### Exercise aim
In the entries below, lay out everything from the line containing "Would you be able to point at the thatched" down to the line containing "(1094, 318)", both included, as a numbered list. Leave out blank lines.

Begin Data section

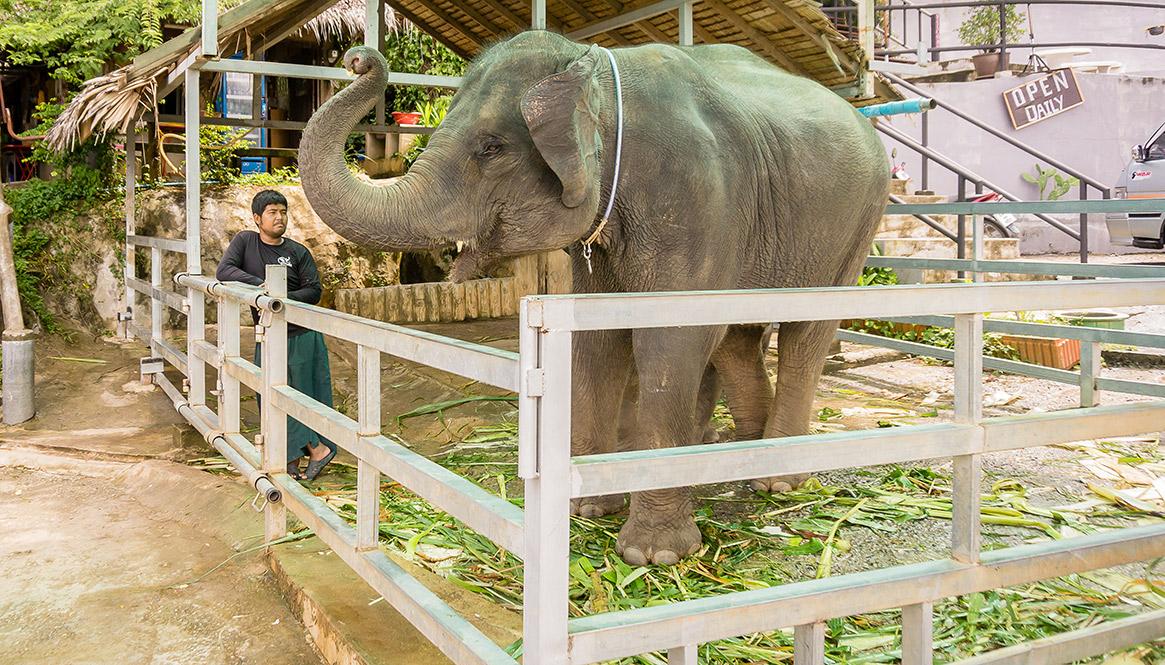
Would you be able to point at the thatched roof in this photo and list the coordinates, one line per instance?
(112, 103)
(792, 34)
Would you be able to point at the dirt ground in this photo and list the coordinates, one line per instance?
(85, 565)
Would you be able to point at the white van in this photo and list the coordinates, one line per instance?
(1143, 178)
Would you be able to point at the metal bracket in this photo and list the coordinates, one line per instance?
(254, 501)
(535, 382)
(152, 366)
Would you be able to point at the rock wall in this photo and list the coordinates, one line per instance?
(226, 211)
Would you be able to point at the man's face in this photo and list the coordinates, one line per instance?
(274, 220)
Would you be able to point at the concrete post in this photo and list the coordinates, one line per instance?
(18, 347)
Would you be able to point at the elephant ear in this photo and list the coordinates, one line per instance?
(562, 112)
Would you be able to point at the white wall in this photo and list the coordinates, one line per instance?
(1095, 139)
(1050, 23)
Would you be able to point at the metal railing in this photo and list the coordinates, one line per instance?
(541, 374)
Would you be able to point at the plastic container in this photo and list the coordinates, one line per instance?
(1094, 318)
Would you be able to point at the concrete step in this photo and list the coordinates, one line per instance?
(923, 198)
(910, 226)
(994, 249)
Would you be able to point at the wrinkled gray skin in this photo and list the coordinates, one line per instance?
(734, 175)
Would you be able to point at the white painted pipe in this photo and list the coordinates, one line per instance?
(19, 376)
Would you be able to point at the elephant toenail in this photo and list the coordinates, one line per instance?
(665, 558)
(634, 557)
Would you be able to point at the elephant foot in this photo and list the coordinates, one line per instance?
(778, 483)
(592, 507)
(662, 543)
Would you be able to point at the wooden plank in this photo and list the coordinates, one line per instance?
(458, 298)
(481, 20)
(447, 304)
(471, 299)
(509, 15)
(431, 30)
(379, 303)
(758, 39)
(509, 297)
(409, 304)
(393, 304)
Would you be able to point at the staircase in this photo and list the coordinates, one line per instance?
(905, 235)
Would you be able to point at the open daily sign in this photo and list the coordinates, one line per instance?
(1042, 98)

End Data section
Begin Data section

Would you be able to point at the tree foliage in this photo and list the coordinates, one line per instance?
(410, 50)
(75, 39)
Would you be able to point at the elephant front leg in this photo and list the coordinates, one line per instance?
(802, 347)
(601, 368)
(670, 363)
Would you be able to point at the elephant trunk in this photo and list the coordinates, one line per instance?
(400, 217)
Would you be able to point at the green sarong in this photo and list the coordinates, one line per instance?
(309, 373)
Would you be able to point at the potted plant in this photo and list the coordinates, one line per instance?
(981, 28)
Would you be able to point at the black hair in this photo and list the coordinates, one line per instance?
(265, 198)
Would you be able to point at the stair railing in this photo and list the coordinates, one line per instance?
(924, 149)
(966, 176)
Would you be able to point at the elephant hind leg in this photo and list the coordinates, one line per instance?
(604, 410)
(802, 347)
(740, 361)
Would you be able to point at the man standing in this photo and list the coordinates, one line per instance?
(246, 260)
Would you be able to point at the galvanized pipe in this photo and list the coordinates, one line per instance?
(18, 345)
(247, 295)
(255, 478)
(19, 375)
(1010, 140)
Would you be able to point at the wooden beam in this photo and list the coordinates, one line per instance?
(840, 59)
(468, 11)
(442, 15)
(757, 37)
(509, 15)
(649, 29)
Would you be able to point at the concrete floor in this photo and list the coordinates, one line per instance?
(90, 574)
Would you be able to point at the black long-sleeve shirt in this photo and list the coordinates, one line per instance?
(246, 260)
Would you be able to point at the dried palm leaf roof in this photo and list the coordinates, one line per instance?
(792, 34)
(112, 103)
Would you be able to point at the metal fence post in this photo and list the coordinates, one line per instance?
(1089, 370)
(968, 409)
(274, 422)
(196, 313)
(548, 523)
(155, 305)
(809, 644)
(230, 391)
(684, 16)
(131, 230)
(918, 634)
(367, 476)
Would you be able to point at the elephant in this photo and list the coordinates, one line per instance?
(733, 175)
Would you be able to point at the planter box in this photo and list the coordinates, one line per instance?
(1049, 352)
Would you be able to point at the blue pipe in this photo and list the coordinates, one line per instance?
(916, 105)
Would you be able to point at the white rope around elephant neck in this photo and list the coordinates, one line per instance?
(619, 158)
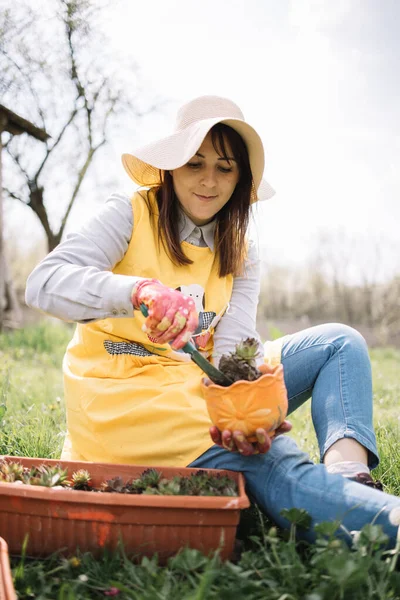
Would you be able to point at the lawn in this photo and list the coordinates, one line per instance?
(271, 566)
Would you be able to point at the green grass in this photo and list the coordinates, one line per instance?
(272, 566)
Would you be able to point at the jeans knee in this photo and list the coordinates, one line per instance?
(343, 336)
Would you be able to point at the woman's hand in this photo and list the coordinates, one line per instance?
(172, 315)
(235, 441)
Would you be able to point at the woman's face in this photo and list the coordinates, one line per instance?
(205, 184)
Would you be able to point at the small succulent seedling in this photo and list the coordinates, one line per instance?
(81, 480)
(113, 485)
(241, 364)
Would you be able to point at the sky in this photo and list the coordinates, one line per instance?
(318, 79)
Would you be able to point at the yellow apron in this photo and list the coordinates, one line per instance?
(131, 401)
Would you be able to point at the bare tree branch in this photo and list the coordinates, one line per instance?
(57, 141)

End Data section
Begin Data section

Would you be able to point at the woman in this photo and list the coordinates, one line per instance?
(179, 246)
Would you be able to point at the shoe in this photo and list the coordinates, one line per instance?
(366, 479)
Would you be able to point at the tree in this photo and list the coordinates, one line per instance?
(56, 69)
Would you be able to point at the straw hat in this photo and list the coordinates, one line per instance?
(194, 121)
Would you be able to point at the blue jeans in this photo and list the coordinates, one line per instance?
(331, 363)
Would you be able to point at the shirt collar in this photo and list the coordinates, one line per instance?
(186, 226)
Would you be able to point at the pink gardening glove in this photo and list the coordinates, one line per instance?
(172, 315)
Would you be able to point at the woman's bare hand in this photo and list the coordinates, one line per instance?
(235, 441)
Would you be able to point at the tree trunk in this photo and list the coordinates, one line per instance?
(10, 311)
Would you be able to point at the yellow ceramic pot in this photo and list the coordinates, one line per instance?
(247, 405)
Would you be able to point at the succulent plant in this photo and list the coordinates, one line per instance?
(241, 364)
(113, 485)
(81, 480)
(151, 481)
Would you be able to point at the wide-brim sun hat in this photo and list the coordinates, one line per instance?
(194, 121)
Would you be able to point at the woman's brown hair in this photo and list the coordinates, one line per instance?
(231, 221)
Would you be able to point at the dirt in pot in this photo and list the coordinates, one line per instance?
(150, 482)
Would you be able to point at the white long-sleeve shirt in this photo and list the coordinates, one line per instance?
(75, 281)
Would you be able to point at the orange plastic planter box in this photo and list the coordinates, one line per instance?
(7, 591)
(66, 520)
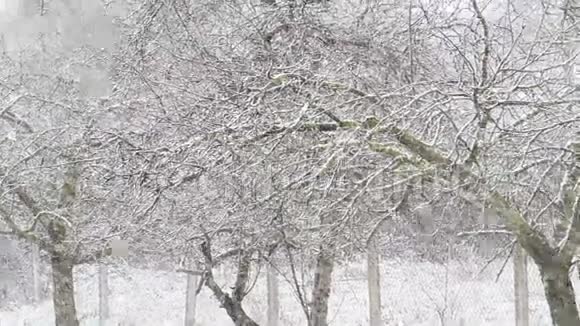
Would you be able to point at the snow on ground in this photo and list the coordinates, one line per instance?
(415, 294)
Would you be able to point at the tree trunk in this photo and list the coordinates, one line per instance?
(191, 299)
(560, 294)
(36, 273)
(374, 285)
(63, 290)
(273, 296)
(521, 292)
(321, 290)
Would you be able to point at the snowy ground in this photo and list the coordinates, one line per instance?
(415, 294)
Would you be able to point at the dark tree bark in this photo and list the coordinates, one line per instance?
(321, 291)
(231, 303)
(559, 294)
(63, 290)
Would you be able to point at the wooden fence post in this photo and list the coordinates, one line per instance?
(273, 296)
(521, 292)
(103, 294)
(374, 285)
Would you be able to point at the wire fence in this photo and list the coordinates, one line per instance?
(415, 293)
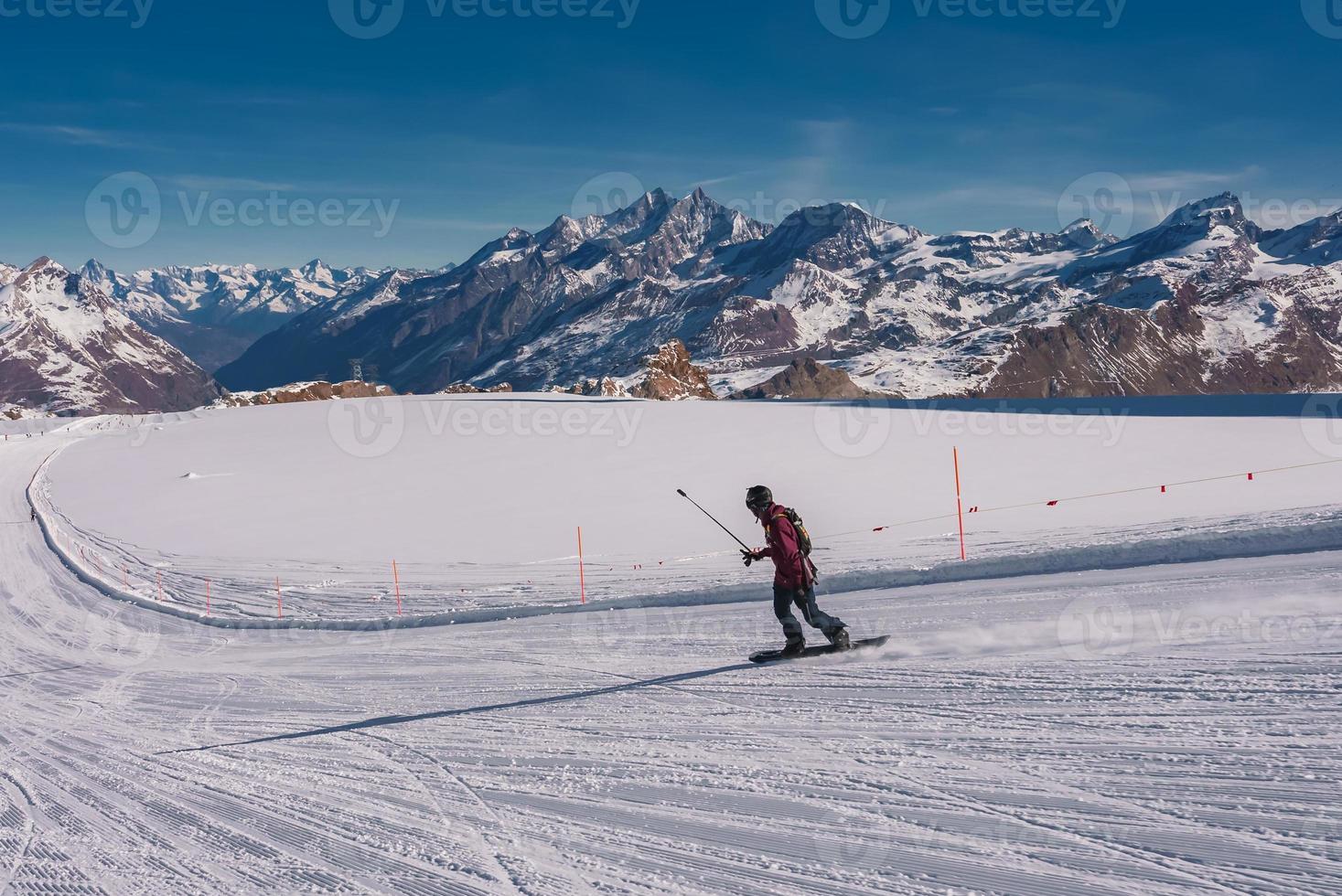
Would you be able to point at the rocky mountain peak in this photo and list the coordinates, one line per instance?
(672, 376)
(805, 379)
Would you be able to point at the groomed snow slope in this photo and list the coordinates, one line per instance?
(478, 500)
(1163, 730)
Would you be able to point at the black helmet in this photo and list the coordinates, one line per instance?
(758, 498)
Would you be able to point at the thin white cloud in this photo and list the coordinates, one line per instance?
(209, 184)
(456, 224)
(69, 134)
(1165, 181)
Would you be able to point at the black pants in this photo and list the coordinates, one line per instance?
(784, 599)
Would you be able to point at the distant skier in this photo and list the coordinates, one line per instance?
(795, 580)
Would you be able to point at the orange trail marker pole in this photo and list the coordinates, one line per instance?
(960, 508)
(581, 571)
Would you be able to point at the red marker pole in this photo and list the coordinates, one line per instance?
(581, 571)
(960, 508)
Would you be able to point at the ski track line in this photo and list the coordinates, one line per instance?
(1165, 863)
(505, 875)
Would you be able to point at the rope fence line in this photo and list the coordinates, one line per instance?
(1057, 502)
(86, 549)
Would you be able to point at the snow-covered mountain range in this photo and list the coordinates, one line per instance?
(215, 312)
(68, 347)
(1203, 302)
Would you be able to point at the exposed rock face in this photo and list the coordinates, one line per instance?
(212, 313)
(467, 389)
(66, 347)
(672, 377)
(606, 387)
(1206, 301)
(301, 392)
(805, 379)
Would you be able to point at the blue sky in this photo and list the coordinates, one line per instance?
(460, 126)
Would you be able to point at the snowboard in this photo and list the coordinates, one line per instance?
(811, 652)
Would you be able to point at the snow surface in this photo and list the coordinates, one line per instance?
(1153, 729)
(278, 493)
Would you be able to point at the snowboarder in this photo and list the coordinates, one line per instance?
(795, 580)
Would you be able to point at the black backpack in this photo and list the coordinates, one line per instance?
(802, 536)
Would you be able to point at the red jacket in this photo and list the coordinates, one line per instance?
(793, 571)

End Data section

### Correct result
1. Would you be able to point at the thatched roof in this photo and list the coordinates, one line per instance?
2. (112, 103)
3. (792, 34)
4. Would you be able to point at the dirt ground in this photo and list the coordinates, one line per instance?
5. (85, 565)
6. Would you be able to point at the white van in this photo and list the coordinates, one line per instance?
7. (1143, 178)
8. Would you be able to point at the metal bracket in this photo and list the coordinates, one line per instance?
9. (254, 501)
10. (535, 382)
11. (152, 366)
12. Would you be able to point at the rock wall in this photo and list the coordinates, one line per instance?
13. (226, 211)
14. Would you be able to point at the man's face in this photo and list the coordinates, one line per instance?
15. (274, 220)
16. Would you be able to point at the concrete post in this photo and list the coordinates, one line per instance?
17. (18, 347)
18. Would you be able to point at the elephant ear in this photo and list the coordinates, one line per instance?
19. (562, 112)
20. Would you be able to point at the white wall in this photo and list the coordinates, one line per instance?
21. (1095, 139)
22. (1050, 23)
23. Would you be able to point at the metal railing in this photo and list the coordinates, one line per instance?
24. (541, 374)
25. Would you be able to point at the plastic container in this photo and list the coordinates, one line per instance?
26. (1094, 318)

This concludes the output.